• Tarefa proposta 1
Enumere os meios de tentativa de fraude com que, segundo o texto sobre golpes virtuais, os brasileiros deparam diariamente.
• Tarefa proposta 2
Conforme o texto sobre golpes virtuais, qual foi o aumento percentual dos crimes virtuais na passagem de 2022 para 2023?
• Tarefa proposta 3
Redija a continuação do texto sobre golpes virtuais a partir da frase final apresentada.

---------- Texto para leitura ----------

Foi uma revolução da qual os criminosos também souberam tirar proveito. Para os bandidos, cometer um delito eletrônico envolve muito menos riscos de prisão e à integridade física na comparação com um assalto a um estabelecimento comercial, por exemplo. Os ganhos potenciais são maiores. Inúmeras tentativas de golpes podem estar em curso ao mesmo tempo. Ademais, a pena é inferior a de roubos.
Foram mais de 1,9 milhão de estelionatos registrados no Brasil em 2023, ante cerca de 400 mil em 2018. Os roubos, no sentido inverso, caíram de 1,5 milhão para 870 mil. As estatísticas específicas sobre estelionato por meio virtual são prejudicadas pelo fato de que nem todos os Estados fazem esse recorte. O Rio Grande do Sul passou a ter dados com essa tipificação há apenas um ano. Mesmo assim, as informações disponíveis mostram que no país, enquanto os estelionatos totais cresceram 8,2% na passagem de 2022 para 2023, os crimes virtuais subiram 13,6%. Não deve ainda ser descartada uma grande subnotificação. Os brasileiros deparam diariamente com tentativas de fraudes em e-mails com links maliciosos cada vez mais sofisticados, que buscam se apropriar de dados, sites falsos e mensagens insidiosas disparadas por aplicativos. Um clique por engano pode significar um prejuízo financeiro significativo.

---------- Entradas fornecidas ----------

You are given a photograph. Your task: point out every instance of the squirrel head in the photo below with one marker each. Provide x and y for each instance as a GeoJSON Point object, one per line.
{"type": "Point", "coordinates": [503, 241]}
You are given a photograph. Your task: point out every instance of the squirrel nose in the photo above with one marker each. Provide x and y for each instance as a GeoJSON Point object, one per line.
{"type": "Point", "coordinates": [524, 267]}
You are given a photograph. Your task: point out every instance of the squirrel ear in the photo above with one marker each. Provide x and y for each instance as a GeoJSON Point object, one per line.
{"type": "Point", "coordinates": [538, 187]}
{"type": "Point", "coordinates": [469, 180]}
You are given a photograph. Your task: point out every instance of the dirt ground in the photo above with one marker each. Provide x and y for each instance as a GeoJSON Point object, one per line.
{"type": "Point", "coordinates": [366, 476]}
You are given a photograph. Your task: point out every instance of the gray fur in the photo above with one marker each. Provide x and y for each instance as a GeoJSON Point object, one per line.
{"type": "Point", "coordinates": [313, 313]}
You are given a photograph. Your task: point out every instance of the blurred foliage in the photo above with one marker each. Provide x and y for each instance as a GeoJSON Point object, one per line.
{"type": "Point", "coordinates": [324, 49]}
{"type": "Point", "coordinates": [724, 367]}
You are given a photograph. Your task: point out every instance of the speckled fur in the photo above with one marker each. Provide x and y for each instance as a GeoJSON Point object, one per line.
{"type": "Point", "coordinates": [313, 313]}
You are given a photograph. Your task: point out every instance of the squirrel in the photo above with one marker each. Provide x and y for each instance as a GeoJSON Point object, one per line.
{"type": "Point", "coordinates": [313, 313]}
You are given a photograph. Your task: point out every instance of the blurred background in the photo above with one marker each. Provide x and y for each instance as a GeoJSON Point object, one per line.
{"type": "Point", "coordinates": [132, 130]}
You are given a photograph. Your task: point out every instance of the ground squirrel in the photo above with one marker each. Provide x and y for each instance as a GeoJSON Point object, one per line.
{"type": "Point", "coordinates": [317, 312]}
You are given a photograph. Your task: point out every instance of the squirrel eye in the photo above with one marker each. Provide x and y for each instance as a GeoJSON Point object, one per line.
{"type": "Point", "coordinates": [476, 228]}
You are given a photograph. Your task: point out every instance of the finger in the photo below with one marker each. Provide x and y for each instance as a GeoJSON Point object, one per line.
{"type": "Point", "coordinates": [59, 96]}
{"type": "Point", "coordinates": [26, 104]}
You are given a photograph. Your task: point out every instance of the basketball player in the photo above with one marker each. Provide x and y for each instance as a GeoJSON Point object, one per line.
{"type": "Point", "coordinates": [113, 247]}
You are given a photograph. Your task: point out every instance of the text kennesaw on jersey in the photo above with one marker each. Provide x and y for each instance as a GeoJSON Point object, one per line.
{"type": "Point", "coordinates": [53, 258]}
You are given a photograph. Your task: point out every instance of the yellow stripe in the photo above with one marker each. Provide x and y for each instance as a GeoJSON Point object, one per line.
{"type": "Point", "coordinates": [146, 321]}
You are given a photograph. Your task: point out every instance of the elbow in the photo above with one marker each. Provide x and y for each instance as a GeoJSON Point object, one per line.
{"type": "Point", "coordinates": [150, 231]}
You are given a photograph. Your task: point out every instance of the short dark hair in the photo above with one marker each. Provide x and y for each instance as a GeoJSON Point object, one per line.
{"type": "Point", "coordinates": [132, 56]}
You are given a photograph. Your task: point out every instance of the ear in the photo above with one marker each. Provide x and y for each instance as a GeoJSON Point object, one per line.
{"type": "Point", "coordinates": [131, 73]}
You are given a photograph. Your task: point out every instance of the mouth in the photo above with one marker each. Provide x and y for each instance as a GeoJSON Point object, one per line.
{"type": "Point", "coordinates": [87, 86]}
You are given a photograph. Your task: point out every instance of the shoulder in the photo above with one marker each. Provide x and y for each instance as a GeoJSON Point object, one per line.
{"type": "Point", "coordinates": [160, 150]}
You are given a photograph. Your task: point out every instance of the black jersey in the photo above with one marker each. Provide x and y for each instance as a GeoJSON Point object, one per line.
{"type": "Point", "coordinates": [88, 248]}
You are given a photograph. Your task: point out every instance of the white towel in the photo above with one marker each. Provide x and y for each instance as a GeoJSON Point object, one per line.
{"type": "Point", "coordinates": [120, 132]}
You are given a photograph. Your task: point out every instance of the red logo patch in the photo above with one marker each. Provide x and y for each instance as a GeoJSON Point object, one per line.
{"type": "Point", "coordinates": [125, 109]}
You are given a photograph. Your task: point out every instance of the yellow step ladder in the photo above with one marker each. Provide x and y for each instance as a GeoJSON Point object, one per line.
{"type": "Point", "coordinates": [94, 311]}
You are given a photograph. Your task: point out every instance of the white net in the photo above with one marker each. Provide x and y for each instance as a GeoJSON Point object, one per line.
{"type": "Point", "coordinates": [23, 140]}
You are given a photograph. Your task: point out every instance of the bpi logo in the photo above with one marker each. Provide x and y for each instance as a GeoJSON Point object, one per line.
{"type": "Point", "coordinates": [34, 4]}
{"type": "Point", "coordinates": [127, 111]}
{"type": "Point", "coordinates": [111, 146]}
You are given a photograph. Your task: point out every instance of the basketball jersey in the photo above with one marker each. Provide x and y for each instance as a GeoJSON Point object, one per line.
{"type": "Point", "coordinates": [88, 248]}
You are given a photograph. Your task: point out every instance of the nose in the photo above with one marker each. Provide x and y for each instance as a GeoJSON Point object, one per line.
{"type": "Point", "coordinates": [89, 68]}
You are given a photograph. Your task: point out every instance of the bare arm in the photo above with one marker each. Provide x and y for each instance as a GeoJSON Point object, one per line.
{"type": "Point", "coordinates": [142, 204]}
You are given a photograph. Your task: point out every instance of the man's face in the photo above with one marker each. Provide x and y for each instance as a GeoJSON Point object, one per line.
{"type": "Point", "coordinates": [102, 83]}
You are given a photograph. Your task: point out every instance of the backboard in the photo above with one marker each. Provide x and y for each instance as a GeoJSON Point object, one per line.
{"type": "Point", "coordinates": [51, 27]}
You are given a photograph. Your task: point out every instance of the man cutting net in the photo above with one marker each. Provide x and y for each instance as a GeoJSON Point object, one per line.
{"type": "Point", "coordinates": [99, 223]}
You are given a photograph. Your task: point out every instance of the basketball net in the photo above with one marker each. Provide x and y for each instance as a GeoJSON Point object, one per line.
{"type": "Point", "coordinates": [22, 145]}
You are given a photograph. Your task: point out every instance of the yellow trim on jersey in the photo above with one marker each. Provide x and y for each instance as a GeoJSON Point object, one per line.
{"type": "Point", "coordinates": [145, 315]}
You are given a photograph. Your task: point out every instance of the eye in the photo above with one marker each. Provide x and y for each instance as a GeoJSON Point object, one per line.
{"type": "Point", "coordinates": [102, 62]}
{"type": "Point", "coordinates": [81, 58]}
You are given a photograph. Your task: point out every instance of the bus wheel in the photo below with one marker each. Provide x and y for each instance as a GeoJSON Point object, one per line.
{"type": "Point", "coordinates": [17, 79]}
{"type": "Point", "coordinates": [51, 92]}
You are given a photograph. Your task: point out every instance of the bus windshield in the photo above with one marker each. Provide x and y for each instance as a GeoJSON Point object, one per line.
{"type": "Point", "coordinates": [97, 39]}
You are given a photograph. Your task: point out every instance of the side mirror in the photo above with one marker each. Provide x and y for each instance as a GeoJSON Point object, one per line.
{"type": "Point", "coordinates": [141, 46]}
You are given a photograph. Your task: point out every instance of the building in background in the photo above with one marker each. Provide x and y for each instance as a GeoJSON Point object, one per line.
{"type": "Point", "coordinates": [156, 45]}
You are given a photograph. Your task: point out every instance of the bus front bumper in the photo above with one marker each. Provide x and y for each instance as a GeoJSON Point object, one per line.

----------

• Resposta esperada 1
E-mails com links maliciosos, sites falsos e mensagens insidiosas disparadas por aplicativos.

• Resposta esperada 2
Os crimes virtuais subiram 13,6%.

• Resposta esperada 3
Essa migração exige precauções e medidas. De um lado, torna-se essencial melhorar o letramento digital da população, em especial de pessoas mais idosas, sem a mesma facilidade de lidar com a tecnologia e perceber armadilhas na comparação com os jovens. Os cidadãos precisam saber se proteger melhor. De outra parte, o FBSP nota que, no Brasil, ainda é baixo o investimento de empresas em cibersegurança para evitar fraudes. É outro aspecto a se avançar.
Em relação à atuação do poder público, é fundamental elevar a capacidade de investigação de crimes do gênero, responsabilidade das polícias civis – ao contrário dos demais crimes violentos em que a atuação ostensiva das polícias militares também é basilar. Órgãos de investigação criminal devem ter acesso aos meios tecnológicos adequados e dispor de equipes treinadas e aptas a desarticular quadrilhas e localizar indivíduos dedicados a esse tipo de delito. É cabível, ainda, analisar o que pode ser aperfeiçoado em termos de legislação sobre o tema. Não deve ser esquecido que esses delitos também ajudam a financiar e a fortalecer as grandes facções criminosas.